* RAW DATA *
>>>>>
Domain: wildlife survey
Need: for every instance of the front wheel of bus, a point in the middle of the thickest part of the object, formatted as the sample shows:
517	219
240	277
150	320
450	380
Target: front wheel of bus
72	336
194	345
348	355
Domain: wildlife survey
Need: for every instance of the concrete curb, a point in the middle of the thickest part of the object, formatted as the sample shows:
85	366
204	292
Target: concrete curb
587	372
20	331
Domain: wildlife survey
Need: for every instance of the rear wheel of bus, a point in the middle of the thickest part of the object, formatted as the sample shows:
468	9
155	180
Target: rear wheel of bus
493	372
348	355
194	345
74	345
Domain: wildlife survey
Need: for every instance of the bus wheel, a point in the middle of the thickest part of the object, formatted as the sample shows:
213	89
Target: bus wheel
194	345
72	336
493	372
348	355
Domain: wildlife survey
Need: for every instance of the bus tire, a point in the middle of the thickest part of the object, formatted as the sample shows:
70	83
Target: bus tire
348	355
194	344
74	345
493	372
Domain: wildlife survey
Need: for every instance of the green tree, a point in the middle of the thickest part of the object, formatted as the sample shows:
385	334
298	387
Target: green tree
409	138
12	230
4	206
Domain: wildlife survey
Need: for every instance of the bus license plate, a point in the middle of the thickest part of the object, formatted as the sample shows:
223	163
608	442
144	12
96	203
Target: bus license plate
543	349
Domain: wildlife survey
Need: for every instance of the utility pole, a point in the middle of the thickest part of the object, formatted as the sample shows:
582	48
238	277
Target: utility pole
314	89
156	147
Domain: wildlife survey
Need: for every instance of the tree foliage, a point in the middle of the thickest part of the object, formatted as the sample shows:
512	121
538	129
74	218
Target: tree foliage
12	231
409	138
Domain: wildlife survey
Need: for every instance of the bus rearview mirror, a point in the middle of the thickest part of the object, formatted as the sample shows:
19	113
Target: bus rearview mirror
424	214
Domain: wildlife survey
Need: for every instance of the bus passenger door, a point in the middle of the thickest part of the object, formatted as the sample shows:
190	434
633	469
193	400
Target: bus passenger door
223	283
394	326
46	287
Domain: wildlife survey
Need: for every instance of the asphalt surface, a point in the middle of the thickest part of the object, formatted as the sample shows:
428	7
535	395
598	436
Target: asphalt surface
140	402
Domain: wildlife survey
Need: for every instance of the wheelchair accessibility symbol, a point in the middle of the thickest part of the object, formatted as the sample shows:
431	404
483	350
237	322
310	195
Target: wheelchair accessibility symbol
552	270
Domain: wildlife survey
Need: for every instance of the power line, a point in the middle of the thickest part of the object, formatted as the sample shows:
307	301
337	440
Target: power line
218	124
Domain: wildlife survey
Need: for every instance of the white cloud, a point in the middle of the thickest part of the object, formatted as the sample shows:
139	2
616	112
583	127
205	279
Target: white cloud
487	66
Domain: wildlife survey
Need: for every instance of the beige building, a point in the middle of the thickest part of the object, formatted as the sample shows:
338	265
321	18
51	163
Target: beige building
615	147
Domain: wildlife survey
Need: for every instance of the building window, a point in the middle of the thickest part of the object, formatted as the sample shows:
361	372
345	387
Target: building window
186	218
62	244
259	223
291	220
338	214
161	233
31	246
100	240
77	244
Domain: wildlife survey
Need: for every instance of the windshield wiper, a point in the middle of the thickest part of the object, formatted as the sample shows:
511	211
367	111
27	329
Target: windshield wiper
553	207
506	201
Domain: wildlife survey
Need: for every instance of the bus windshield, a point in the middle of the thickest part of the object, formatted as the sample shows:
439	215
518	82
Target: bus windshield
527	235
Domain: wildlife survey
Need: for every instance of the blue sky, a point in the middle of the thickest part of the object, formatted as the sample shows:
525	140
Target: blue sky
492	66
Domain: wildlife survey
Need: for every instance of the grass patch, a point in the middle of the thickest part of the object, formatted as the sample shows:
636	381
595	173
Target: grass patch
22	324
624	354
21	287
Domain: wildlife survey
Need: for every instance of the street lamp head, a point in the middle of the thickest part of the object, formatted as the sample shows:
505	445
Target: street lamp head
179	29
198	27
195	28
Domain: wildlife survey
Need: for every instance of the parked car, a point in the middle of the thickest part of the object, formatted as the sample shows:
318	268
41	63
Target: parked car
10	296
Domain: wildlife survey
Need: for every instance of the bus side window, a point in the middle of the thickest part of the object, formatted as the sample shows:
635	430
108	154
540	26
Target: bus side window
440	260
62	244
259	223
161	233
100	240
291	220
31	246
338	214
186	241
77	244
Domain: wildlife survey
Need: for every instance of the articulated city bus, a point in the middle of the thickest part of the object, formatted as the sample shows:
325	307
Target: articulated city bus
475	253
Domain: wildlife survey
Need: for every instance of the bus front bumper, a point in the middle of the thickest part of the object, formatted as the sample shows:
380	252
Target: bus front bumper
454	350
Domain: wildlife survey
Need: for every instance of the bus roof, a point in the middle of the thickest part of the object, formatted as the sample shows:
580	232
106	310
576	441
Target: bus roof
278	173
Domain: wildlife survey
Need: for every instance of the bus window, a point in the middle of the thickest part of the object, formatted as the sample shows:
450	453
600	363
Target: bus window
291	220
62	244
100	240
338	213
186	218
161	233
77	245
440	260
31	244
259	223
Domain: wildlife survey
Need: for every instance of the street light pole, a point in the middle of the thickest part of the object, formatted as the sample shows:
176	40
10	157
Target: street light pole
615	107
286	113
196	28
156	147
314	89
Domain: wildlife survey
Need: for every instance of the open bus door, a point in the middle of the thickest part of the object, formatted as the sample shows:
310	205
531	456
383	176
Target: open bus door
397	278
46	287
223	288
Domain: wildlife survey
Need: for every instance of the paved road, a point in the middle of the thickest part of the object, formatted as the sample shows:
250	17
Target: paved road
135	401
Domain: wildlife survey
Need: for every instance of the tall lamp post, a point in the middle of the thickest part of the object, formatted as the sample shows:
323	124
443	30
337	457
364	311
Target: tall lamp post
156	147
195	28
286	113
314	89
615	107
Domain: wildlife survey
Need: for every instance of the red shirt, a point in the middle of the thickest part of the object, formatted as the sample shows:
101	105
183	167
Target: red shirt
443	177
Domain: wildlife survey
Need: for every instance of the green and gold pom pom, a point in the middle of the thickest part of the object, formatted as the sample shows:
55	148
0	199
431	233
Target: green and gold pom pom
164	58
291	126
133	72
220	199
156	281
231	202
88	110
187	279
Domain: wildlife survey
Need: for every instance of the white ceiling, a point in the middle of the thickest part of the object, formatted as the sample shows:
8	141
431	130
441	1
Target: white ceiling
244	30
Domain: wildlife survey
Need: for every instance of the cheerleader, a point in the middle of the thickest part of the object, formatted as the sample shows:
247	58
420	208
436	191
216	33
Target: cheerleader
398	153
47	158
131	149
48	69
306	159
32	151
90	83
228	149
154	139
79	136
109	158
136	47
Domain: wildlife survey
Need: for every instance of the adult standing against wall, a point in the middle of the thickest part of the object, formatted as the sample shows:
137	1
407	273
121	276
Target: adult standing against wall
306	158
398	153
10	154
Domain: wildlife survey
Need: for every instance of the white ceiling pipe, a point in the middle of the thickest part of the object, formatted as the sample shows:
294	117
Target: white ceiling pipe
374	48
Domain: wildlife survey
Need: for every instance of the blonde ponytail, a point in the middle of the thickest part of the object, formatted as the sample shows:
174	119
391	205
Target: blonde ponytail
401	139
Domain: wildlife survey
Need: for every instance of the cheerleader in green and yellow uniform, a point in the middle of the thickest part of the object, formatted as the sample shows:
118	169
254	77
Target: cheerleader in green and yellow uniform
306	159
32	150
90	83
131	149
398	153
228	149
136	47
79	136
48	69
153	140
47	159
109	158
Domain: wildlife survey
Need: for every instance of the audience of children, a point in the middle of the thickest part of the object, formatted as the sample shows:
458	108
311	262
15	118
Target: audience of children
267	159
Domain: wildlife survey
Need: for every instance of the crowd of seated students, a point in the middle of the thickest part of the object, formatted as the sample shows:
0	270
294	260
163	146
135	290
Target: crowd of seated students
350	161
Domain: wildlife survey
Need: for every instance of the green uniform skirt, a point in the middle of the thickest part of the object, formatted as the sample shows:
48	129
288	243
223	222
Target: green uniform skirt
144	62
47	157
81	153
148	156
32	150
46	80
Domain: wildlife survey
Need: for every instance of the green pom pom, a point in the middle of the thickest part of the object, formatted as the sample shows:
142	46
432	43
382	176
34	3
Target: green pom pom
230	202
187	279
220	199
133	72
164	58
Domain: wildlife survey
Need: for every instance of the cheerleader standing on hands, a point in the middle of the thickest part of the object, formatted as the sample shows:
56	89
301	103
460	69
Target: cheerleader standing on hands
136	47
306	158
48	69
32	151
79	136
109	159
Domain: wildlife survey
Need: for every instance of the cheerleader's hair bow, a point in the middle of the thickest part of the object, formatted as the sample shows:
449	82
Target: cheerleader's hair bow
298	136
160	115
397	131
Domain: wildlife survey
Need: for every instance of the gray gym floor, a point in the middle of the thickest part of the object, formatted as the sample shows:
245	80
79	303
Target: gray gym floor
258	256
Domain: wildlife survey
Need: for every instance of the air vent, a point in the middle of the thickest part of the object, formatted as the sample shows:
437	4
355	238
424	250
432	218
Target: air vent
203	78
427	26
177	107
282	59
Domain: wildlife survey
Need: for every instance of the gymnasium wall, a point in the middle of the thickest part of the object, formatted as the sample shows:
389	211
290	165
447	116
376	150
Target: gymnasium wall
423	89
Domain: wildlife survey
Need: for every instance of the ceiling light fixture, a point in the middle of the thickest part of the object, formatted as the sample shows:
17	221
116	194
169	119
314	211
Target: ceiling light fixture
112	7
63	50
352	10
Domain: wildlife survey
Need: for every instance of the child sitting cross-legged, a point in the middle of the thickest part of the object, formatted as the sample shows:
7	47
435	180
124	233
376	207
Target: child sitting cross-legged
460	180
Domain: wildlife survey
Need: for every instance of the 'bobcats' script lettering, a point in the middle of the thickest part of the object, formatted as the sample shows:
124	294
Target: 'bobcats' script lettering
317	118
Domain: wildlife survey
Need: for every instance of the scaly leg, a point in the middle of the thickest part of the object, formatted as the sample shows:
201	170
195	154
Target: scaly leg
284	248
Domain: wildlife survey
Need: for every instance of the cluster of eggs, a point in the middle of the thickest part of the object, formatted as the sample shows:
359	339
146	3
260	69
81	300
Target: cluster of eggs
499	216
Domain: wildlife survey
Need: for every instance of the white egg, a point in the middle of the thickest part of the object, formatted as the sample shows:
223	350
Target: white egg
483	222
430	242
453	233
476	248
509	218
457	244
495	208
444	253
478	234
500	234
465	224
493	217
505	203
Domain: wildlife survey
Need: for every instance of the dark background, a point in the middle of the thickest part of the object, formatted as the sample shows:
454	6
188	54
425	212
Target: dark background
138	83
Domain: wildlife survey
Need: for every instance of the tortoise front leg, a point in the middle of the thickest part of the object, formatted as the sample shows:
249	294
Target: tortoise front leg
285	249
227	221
<<<<<
* EXERCISE BRIEF *
Count the lines in the items above that contain the string "curb". Give only the number.

* EXERCISE ANSWER *
2